● What to produce
Using the text below on fund sales and EU disclosure rules, explain why the industry wants investor disclosure documents to move from paper to digital form.

● Study text
A digital sales strategy is highly predicated on providing standard uniform documents and data to online investors wherever they reside.

Another key focus area will be is the move away from paper to digital documents. Currently, investors must be provided certain disclosure documents via a “durable medium.”  The current default durable medium is paper. Amid a general push toward sustainability, the industry has been strongly advocating for a shift to online digital documents. What’s more, there is a general desire among those in the industry to move towards a digitally calibrated funds sales model, which requires a ruleset that accommodates and encourages the adoption of virtual advice, online accounts, and mobile apps to deliver investors the required information. This move would align with   EU policymakers’ own ESG/sustainability and digital economy policy goals. Rule harmonization across EU member states is a key cornerstone of a digital economy and is an area that ESMA are sure to review closely in this consultation and beyond. 

Inducement Ban?

The other focal point of the consultation relates to inducements. Inducements under MiFID II are any fees, commissions, or non-monetary benefits that may be accrued by product providers and their distributors for sales of products. There are rules in place to ensure that incentives to promote and sell particular products are appropriate to the investors needs and free from conflicts of interest.

Such inducements continue to play a central role in pan-European distribution. There is still a large swathe of EU investors who access funds through their bank or insurer rather than directly through an independent financial advisor. There is an ongoing debate about the requirement for a simplified and harmonized cost disclosure regime which spans MiFID, UCITS and other areas like PRIIPS. Today, it is onerous for investors to easily identify and compare inducements such as commissions paid to distributors against overall product costs under the various regimes.

● Stored items
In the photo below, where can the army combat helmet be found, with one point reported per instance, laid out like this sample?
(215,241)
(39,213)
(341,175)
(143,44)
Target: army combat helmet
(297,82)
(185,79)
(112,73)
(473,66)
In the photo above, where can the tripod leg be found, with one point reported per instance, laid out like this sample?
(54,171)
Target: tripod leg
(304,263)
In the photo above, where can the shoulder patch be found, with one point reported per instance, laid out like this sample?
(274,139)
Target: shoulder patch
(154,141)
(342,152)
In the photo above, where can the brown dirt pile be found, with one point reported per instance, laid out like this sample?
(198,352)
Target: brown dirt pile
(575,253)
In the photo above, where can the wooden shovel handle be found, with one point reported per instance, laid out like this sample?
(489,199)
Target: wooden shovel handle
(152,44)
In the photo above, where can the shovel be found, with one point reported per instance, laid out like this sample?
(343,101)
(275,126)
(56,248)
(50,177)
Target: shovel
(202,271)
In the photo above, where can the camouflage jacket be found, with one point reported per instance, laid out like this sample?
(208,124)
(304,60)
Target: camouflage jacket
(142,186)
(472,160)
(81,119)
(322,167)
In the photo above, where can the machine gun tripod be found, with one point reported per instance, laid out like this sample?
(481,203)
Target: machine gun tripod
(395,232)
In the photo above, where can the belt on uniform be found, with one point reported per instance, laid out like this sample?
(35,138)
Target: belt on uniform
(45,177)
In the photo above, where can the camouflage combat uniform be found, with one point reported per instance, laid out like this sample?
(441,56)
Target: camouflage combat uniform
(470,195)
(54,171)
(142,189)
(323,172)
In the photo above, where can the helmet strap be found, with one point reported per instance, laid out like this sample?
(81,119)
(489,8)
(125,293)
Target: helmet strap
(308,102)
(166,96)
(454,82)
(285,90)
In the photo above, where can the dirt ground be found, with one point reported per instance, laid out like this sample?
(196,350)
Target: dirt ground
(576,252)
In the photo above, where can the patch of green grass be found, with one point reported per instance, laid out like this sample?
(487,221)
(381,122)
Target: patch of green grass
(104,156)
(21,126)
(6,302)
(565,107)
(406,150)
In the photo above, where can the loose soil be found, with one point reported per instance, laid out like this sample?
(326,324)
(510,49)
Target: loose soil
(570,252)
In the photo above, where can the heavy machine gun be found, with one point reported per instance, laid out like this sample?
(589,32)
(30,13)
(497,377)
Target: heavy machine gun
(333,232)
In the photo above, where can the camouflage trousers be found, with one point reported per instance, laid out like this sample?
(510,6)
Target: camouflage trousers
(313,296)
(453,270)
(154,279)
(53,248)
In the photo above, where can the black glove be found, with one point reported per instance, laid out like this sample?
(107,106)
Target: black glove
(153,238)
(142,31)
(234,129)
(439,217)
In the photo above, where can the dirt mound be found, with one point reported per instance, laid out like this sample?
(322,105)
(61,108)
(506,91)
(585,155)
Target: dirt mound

● Response
The industry is pressing for the shift to online digital documents amid a general push toward sustainability. Those in the industry also want a digitally calibrated funds sales model, which needs rules that accommodate and encourage virtual advice, online accounts, and mobile apps for delivering required information to investors.